What the exercise asks. Somewhere below is a line with "point per instance: running" and, later, a line with "point per instance: man's bare"; repeat those two lines and all the lines between them, exactly as they are.

Provided information.
* * * *

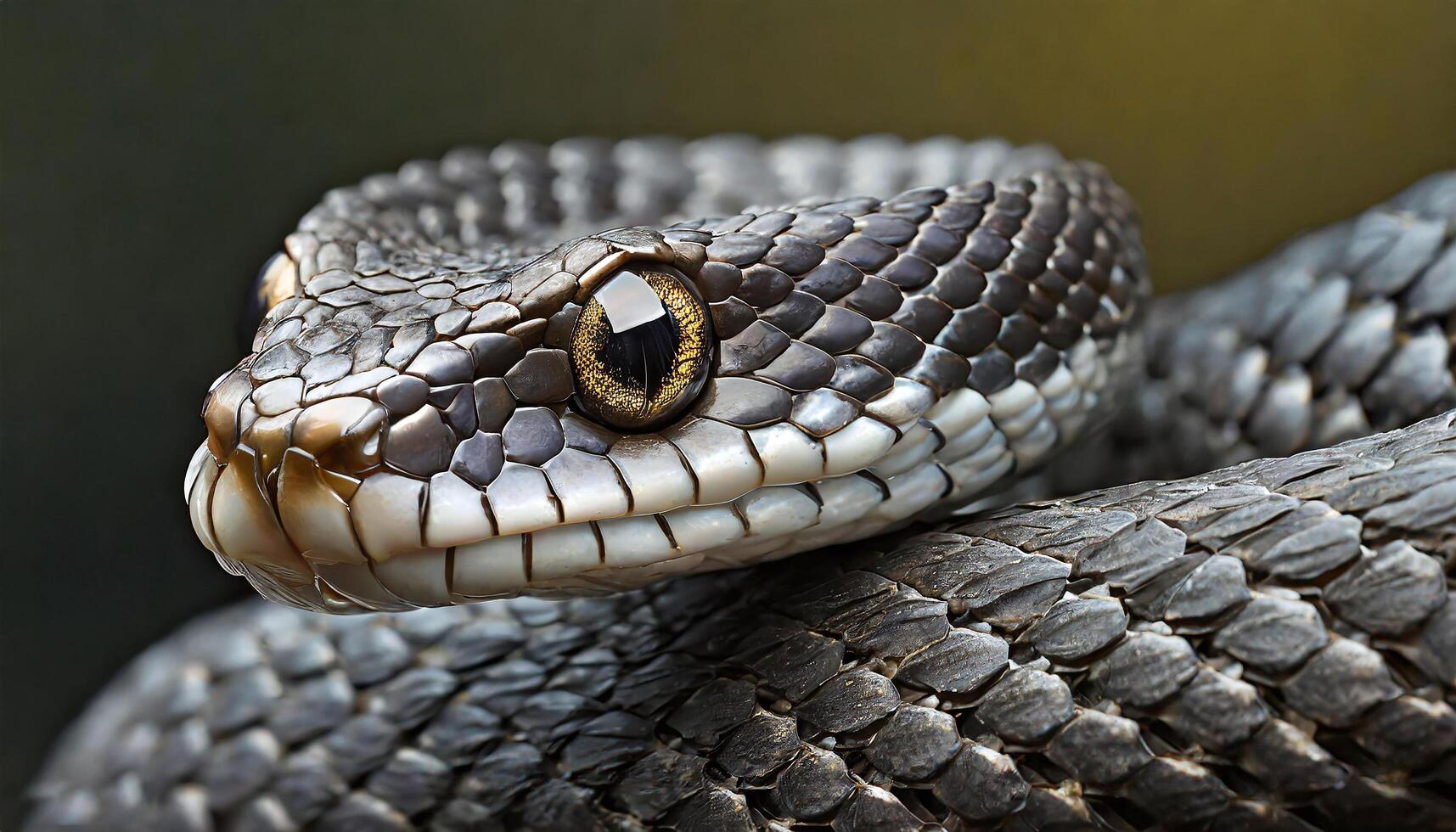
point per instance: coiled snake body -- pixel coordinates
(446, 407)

* * * *

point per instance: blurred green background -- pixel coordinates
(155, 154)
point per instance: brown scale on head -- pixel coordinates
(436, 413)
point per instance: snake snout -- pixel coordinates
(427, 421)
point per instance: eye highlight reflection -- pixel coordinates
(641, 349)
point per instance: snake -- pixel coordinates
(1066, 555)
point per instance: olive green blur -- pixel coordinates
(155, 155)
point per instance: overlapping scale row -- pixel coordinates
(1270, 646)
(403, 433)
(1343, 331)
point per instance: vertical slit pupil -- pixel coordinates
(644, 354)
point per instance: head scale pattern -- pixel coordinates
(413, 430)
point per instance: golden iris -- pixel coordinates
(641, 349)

* * * *

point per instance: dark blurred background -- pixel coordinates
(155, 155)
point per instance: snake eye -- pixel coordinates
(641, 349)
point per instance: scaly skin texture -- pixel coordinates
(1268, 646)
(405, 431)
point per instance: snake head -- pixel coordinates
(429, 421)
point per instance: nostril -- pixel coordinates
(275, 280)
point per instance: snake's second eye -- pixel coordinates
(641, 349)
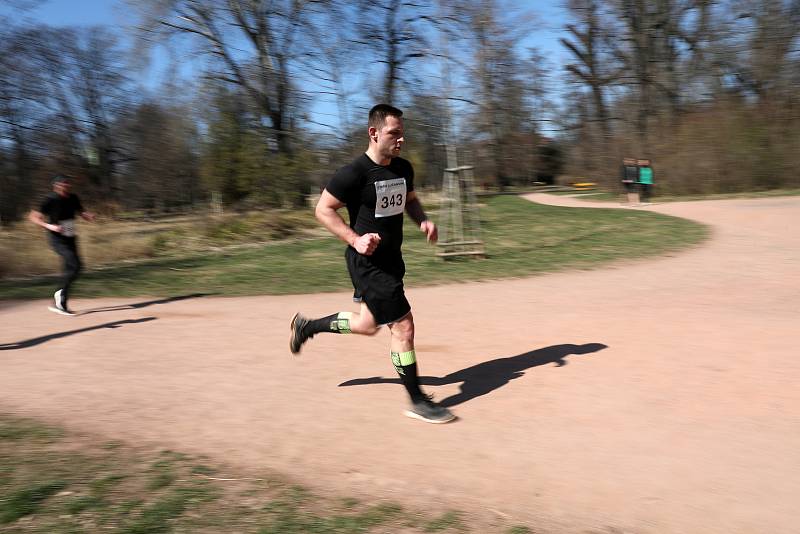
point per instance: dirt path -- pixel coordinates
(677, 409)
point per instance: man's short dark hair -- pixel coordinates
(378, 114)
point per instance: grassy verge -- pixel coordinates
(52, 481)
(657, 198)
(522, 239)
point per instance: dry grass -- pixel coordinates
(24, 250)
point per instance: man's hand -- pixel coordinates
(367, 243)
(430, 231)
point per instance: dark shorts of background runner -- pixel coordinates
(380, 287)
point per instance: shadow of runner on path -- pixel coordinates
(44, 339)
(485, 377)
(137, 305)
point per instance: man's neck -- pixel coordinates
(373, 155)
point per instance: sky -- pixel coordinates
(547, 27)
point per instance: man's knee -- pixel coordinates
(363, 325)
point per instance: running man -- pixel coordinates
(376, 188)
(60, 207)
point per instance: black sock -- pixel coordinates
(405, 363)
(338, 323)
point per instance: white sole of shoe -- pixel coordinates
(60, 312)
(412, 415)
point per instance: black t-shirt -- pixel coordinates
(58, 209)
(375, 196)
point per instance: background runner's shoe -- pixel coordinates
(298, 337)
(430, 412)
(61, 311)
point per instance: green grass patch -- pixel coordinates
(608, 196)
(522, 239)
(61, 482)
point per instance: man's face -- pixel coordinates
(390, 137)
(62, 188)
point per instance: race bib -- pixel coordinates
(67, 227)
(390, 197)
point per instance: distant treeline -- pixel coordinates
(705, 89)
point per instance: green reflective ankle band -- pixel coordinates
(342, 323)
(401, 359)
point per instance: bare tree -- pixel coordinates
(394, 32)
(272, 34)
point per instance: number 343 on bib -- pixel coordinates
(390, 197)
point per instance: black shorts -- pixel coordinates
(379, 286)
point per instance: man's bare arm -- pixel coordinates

* * * *

Result.
point per instance: running man -- pixel coordinates
(376, 188)
(60, 207)
point per instance: black sock -- pixel coordinates
(405, 363)
(338, 323)
point per instance: white sole of shoe -- pixel coordinates
(60, 312)
(412, 415)
point per instance: black t-shirt -- pixel coordinates
(58, 209)
(375, 196)
point per instance: background runner's shoe -- pixel coordinates
(298, 337)
(430, 412)
(61, 311)
point per instance: green grass patch -- pixel coordinates
(608, 196)
(522, 239)
(61, 482)
point per instance: man's face -- pixel coordinates
(390, 137)
(62, 188)
point per instance: race bib -- pixel coordinates
(67, 227)
(390, 197)
point per instance: distant treeline -- pixel coordinates
(705, 89)
point per instance: green reflective ankle band -- pixel coordinates
(342, 323)
(401, 359)
point per instance: bare tree -- pixel coordinates
(394, 32)
(272, 34)
point per instance: number 343 on bib -- pixel coordinates
(390, 197)
point per instance: black shorts -- pixel coordinates
(379, 286)
point per instance: man's bare arm -- pixel coordinates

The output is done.